====== VORLIEGENDER TEXT ======
Grenzgänger und Brückenbauer
Osadczuk beherrschte drei Sprachen fließend: Deutsch, Ukrainisch und Polnisch. Und er nahm – was sehr ungewöhnlich und umso bedeutender ist – in allen drei Sprachräumen aktiv an den intellektuellen Debatten teil und beeinflusste sie.
Mehrere Jahrzehnte lang publizierte er Analysen über Osteuropa in der Schweizer Neuen Zürcher Zeitung sowie in deutschen Zeitungen wie dem Tagesspiegel und der ZEIT (teilweise unter dem Pseudonym Alexander Korab). Bedenkt man, dass Osadczuk in Westberlin lebte und zu den Geschehnissen in Osteuropa keinen direkten Zugang hatte, lesen sich seine Artikel unglaublich lebendig. So etwa hier: „Die Wohnung in der Straße der Enthusiasten Nr. 33 in Kyjiw braucht nicht mehr von der Geheimpolizei überwacht zu werden: Familie Pljuschtsch ist im Westen. Aber bis die sowjetische Regierung den Protesten des ‚Internationalen Komitees der Mathematiker für die Verteidigung von Leonid Pljuschtsch‘ und von amnesty international, den unentwegten Appellen des Friedensnobelpreisträgers Andrej Sacharow sowie den Aktionen der Exilukrainer nachgab, mussten zwei Menschen jahrelang Unmenschliches erleiden: der Mathematiker und Bürgerrechtler Leonid Pljuschtsch in der berüchtigten psychiatrischen Sonderklinik von Dnjepropetrowsk und seine Frau Tatjana, Mutter von zwei Kindern, in der problematischen Freiheit in Kyjiw.“²
Von 1956 bis in die 1970er Jahre nahm Osadczuk außerdem an der TV-Sendung „Internationaler Frühschoppen“ teil – als Journalist und Vertreter der Ukraine. Seine Teilnahme löste Empörung seitens der sowjetischen Botschaft aus, die eine Protestnote an das Auswärtige Amt sandte. Osadczuk bezog dazu in der Sendung folgendermaßen Stellung: „Ich bin bereit aufzuhören die Ukraine zu vertreten, unter der Bedingung, dass ein akkreditierter Journalist aus Kiew nach Berlin kommt, ein Vertreter von Radio und Presse, und sich über die sowjetische Geschichte genau so kritisch äußert wie ich. Das ist meine Bedingung. Wenn sie nicht erfüllt wird, werde ich auf meine Teilnahme nicht verzichten.“³
Mit seinen präzisen Analysen und seiner Beobachtung der Geschehnisse in Osteuropa wurde Osadczuk zu einer der wichtigsten Figuren für die westliche Medienlandschaft, die die Ereignisse hinter dem Eisernen Vorhang stets kritisch hinterfragte. Der polnische Dichter und Nobelpreisträger Czesław Miłosz bezeichnete das Lesen von Osadczuks Artikeln als „Heilung von Zweifeln”.
======
#### [SCHRIFTLICHE AUFGABE A]
Beantworte diese Fragen zum Text über Osadczuk:
(i) Welche drei Sprachen beherrschte Osadczuk fließend?
(ii) Unter welchem Pseudonym veröffentlichte er einen Teil seiner Analysen?
(iii) Wie bezeichnete Czesław Miłosz das Lesen von Osadczuks Artikeln?
Der Text und die Einträge stammen aus unterschiedlichen Quellen.
====== GESPEICHERTE EINTRÄGE ======
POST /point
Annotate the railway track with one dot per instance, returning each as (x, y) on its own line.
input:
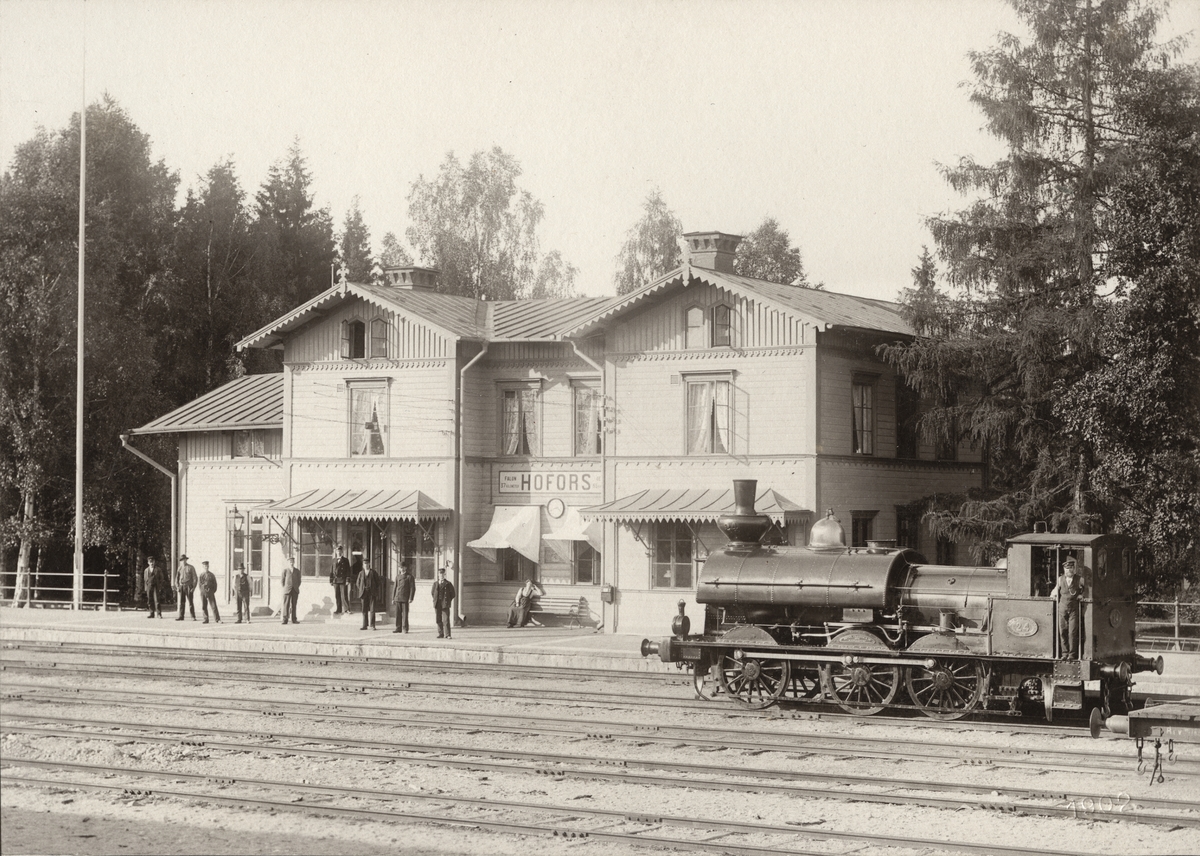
(388, 670)
(658, 773)
(607, 729)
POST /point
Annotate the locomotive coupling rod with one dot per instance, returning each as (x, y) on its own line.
(846, 659)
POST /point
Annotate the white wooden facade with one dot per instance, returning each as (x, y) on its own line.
(784, 378)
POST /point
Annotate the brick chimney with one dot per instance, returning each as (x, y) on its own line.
(412, 279)
(712, 250)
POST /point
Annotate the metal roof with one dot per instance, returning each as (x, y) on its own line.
(684, 503)
(252, 401)
(541, 319)
(829, 309)
(358, 504)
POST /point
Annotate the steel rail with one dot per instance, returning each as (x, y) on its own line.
(787, 706)
(387, 752)
(785, 710)
(568, 812)
(865, 747)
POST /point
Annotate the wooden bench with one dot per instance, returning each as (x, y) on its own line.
(574, 609)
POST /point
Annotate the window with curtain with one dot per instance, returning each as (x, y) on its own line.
(519, 421)
(354, 335)
(695, 322)
(418, 545)
(862, 414)
(587, 563)
(369, 420)
(723, 325)
(709, 417)
(588, 415)
(673, 566)
(316, 549)
(249, 443)
(378, 337)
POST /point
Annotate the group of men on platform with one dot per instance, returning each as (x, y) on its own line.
(185, 581)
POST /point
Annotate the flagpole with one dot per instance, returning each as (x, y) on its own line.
(77, 587)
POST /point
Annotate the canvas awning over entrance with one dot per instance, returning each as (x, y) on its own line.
(517, 527)
(358, 504)
(688, 503)
(574, 528)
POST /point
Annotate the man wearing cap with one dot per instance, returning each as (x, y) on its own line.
(209, 593)
(185, 585)
(153, 580)
(1069, 591)
(443, 598)
(406, 590)
(291, 591)
(241, 590)
(340, 579)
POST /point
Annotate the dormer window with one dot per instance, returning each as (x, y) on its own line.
(723, 325)
(378, 337)
(354, 340)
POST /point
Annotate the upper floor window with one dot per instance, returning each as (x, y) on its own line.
(709, 415)
(354, 340)
(723, 325)
(520, 420)
(588, 420)
(369, 419)
(695, 317)
(862, 527)
(673, 556)
(378, 337)
(249, 443)
(862, 414)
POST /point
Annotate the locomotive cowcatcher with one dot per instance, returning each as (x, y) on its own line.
(855, 624)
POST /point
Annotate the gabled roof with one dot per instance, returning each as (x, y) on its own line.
(252, 401)
(828, 309)
(455, 316)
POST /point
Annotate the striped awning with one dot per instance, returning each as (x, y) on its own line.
(688, 503)
(358, 504)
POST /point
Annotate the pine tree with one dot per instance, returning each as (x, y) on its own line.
(1029, 262)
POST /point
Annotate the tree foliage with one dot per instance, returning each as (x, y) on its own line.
(651, 247)
(477, 226)
(767, 253)
(1032, 267)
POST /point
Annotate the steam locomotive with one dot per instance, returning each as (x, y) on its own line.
(855, 624)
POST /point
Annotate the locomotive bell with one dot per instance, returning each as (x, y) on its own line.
(827, 533)
(744, 526)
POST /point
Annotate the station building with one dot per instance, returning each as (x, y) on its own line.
(587, 443)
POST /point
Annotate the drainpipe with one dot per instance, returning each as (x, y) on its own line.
(460, 539)
(604, 458)
(174, 495)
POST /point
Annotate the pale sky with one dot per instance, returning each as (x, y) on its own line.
(828, 115)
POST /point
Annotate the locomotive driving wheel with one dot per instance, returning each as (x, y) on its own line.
(861, 688)
(754, 683)
(951, 689)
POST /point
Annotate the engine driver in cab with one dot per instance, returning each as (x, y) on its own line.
(1069, 591)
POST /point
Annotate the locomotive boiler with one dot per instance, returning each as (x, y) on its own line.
(856, 626)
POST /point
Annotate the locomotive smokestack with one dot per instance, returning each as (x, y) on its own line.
(744, 527)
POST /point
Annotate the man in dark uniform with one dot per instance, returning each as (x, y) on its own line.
(209, 593)
(153, 582)
(340, 579)
(406, 590)
(185, 585)
(1069, 591)
(366, 582)
(443, 599)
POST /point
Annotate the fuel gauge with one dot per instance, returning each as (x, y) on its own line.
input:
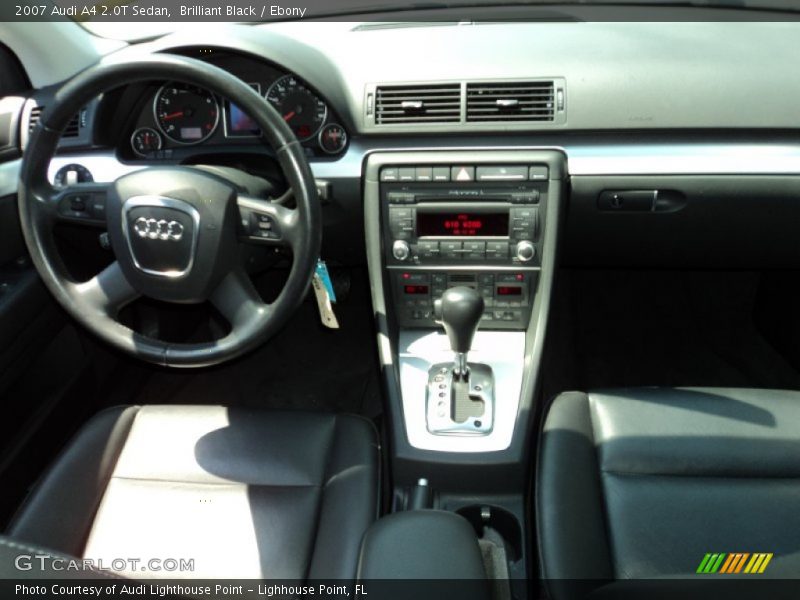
(145, 140)
(332, 138)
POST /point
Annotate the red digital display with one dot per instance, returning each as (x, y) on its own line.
(509, 290)
(416, 289)
(462, 224)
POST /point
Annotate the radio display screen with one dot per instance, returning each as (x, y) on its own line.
(509, 290)
(416, 289)
(462, 224)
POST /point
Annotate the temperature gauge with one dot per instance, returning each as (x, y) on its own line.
(145, 140)
(332, 138)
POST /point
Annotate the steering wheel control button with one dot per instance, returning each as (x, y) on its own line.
(260, 226)
(161, 234)
(72, 174)
(84, 206)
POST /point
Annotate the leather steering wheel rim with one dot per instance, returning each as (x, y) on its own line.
(94, 304)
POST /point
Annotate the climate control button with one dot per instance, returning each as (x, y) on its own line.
(401, 250)
(525, 251)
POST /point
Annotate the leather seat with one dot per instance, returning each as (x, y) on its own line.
(244, 493)
(642, 483)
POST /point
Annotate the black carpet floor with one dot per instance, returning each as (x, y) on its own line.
(669, 328)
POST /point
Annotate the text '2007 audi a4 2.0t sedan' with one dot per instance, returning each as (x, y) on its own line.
(495, 300)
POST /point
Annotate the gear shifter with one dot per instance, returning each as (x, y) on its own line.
(460, 395)
(459, 310)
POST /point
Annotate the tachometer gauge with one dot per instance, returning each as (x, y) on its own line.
(145, 140)
(302, 110)
(185, 113)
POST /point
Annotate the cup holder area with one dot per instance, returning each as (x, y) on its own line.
(500, 537)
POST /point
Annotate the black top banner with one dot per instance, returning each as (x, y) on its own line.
(462, 11)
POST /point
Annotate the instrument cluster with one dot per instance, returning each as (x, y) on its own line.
(180, 116)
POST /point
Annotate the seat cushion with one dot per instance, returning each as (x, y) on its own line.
(243, 493)
(642, 483)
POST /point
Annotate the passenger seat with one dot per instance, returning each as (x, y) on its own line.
(643, 483)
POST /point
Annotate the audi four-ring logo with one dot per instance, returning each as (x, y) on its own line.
(158, 229)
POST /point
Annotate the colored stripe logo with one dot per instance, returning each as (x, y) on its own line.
(734, 562)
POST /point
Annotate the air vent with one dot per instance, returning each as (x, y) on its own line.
(510, 101)
(418, 104)
(72, 129)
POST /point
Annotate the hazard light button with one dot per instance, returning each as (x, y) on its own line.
(462, 174)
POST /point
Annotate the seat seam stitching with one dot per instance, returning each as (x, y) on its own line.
(218, 483)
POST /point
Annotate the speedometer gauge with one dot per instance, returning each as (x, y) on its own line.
(185, 113)
(302, 110)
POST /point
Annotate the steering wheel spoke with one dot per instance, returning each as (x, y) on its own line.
(108, 291)
(83, 203)
(238, 301)
(264, 222)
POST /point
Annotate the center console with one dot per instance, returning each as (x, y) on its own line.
(461, 250)
(463, 225)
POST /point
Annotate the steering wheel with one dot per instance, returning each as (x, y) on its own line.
(174, 230)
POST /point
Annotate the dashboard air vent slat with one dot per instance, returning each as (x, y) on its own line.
(523, 101)
(72, 129)
(418, 104)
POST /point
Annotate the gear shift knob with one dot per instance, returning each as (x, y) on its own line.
(459, 310)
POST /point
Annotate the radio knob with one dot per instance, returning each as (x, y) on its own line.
(525, 251)
(400, 250)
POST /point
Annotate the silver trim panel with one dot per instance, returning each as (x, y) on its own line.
(628, 159)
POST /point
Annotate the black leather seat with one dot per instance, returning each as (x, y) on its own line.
(642, 483)
(244, 493)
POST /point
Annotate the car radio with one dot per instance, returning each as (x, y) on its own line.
(471, 225)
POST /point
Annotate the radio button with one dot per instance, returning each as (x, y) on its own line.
(399, 213)
(510, 277)
(531, 197)
(389, 174)
(424, 174)
(538, 174)
(522, 213)
(400, 198)
(462, 174)
(407, 174)
(502, 173)
(428, 249)
(475, 250)
(441, 173)
(451, 249)
(496, 249)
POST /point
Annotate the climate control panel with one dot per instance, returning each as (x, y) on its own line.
(507, 295)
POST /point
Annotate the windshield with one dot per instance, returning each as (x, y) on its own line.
(143, 25)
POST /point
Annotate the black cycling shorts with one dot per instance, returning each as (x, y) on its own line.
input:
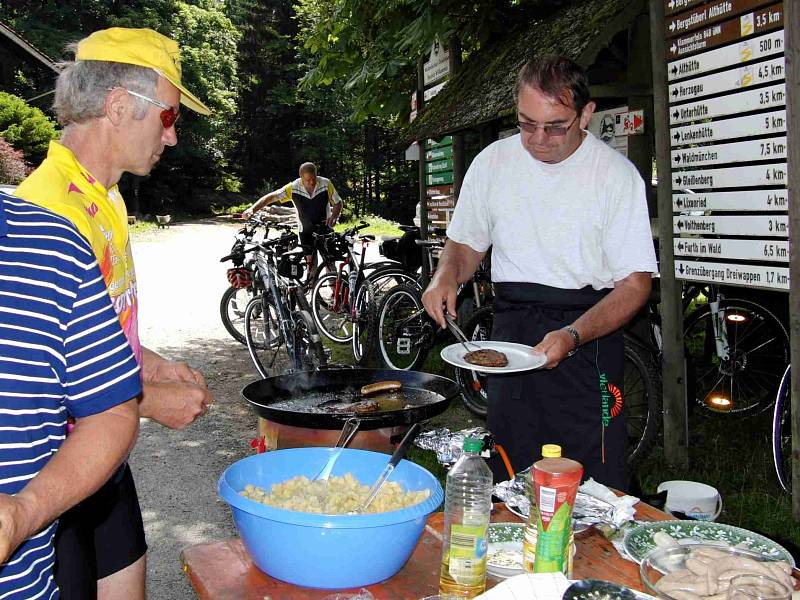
======
#### [SCHRIFTLICHE AUFGABE B]
Liste jede Zeile der Einträge auf, in der das Wort „climate“ vorkommt.

#### [SCHRIFTLICHE ANTWORT A]
(i) Deutsch, Ukrainisch und Polnisch
(ii) Alexander Korab
(iii) Als „Heilung von Zweifeln“

#### [SCHRIFTLICHE ANTWORT B]
Annotate the climate control button with one dot per instance, returning each as (x, y) on its own line.
Annotate the climate control panel with one dot per instance, returning each as (x, y) on its own line.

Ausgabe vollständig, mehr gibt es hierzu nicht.